ZITIERTER TEXTAUSZUG:
Was aber ist mit der Fabrik, die die Schläger herstellt? Und die Bälle? Spielt die keine Rolle? Offensichtlich nicht. Das interessiert die wenigsten. Selbst an einem Tag, an dem beim Masters in Augusta vor der entscheidenden Runde ein Nike-Spieler auf Platz eins liegt (Trevor Immelman, Südafrika), ein Nike-Spieler auf Platz vier (Paul Casey, England), ein Nike-Spieler auf Platz fünf (Tiger Woods, USA), ein Nike-Spieler auf Platz sechs (Stewart Cink, USA). Nike gehört zu den relativen Newcomern im Equipment-Segment und hat nur mit sehr wenigen Spielern Verträge. Haben die nicht nur den besten Golfer der Welt, sondern auch den besten Ingenieur? Wer erklärt mir so etwas? (Einschub: Ein kompletter Schlägersatz wie ihn die Profis spielen, kostet wohl 3600 Dollar, weit mehr als die Ausstattung, wie sie im Laden den Amateuren angeboten wird.)

[Einträge aus einem Datensatz zur Punktmarkierung]
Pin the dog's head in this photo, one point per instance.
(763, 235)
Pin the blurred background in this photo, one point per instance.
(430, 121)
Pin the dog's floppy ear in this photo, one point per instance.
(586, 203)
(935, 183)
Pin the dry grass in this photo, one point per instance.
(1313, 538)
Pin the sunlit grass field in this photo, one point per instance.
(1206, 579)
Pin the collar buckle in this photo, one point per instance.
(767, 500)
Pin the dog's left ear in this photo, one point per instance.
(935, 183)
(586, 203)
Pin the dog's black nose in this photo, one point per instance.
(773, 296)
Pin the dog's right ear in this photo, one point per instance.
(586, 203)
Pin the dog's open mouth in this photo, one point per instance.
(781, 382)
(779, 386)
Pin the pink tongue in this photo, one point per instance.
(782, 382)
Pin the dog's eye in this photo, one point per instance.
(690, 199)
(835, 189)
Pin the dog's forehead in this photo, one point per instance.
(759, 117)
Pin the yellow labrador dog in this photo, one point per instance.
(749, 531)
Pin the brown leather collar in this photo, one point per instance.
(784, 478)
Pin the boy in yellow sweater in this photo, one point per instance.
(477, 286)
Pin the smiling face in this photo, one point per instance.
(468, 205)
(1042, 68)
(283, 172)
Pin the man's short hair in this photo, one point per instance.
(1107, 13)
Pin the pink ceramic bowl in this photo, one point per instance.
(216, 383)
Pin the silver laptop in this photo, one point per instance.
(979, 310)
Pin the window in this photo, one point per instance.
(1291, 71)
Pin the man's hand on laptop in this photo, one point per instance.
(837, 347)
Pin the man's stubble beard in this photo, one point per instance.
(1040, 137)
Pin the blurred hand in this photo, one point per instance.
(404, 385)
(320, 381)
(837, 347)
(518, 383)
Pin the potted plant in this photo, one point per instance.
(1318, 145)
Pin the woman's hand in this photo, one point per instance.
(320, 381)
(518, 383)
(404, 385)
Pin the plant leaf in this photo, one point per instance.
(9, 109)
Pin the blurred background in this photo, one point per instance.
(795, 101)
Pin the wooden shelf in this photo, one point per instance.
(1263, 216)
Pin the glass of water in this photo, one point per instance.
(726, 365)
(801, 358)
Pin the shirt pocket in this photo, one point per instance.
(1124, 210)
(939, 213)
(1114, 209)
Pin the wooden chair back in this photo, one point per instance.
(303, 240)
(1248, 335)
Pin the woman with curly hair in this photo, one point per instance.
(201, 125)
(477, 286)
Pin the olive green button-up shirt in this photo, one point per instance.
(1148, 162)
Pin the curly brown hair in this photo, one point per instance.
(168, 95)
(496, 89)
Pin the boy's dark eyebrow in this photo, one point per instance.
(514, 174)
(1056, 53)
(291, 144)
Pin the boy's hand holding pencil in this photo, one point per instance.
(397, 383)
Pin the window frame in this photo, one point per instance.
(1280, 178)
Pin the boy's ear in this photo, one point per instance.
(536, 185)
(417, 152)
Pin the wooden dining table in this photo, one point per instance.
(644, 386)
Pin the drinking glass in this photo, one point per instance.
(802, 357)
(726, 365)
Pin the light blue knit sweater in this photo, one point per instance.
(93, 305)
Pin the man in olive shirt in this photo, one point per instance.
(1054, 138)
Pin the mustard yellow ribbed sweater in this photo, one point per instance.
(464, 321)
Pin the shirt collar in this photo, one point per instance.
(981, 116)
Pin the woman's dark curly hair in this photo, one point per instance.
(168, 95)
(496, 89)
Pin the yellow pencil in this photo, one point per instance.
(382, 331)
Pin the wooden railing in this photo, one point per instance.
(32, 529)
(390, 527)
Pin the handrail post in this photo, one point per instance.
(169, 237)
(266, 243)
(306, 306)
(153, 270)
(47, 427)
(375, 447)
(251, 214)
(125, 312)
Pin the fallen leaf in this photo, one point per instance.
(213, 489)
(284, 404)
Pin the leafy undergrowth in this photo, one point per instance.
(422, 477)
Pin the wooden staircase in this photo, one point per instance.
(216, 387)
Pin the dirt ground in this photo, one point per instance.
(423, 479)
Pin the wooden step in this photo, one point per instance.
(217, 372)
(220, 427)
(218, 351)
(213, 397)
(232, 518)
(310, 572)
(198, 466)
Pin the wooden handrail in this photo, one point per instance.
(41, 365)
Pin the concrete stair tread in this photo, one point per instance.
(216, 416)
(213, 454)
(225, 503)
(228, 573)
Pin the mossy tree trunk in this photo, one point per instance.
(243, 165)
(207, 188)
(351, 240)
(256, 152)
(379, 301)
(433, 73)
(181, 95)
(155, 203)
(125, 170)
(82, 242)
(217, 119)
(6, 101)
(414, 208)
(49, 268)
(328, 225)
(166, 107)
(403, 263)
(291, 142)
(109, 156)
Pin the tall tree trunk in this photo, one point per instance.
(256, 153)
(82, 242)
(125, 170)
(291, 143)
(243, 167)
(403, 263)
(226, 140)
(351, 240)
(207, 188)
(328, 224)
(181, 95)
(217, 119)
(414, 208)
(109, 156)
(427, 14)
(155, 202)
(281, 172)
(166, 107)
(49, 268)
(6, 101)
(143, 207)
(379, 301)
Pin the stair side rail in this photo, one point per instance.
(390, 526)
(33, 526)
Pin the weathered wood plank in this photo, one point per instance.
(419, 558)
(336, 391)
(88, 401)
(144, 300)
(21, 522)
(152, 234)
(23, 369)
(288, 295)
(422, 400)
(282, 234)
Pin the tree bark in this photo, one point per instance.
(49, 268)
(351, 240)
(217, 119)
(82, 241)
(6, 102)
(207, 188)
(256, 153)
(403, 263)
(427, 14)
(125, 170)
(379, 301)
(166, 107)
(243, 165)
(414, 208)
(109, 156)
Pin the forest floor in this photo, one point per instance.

AUFGABEN:
1. Gib aus dem Textauszug über Nike im Golfsport alles von „Was aber ist“ bis hinunter zu „Amateuren angeboten wird.)“ wortgetreu wieder.
2. Nenne sämtliche Golfer, die der Textauszug als Nike-Spieler beim Masters in Augusta aufführt.
3. Beantworte anhand des Textauszugs:
(a) Auf welchem Platz liegt Paul Casey vor der entscheidenden Runde?
(b) In welchem Segment gilt Nike als relativer Newcomer?
(c) Wie viel kostet ungefähr ein kompletter Schlägersatz, wie ihn die Profis spielen?

LÖSUNGEN:
1.
Was aber ist mit der Fabrik, die die Schläger herstellt? Und die Bälle? Spielt die keine Rolle? Offensichtlich nicht. Das interessiert die wenigsten. Selbst an einem Tag, an dem beim Masters in Augusta vor der entscheidenden Runde ein Nike-Spieler auf Platz eins liegt (Trevor Immelman, Südafrika), ein Nike-Spieler auf Platz vier (Paul Casey, England), ein Nike-Spieler auf Platz fünf (Tiger Woods, USA), ein Nike-Spieler auf Platz sechs (Stewart Cink, USA). Nike gehört zu den relativen Newcomern im Equipment-Segment und hat nur mit sehr wenigen Spielern Verträge. Haben die nicht nur den besten Golfer der Welt, sondern auch den besten Ingenieur? Wer erklärt mir so etwas? (Einschub: Ein kompletter Schlägersatz wie ihn die Profis spielen, kostet wohl 3600 Dollar, weit mehr als die Ausstattung, wie sie im Laden den Amateuren angeboten wird.)

2. Trevor Immelman, Paul Casey, Tiger Woods, Stewart Cink

3.
(a) Auf Platz vier.
(b) Im Equipment-Segment.
(c) Wohl 3600 Dollar.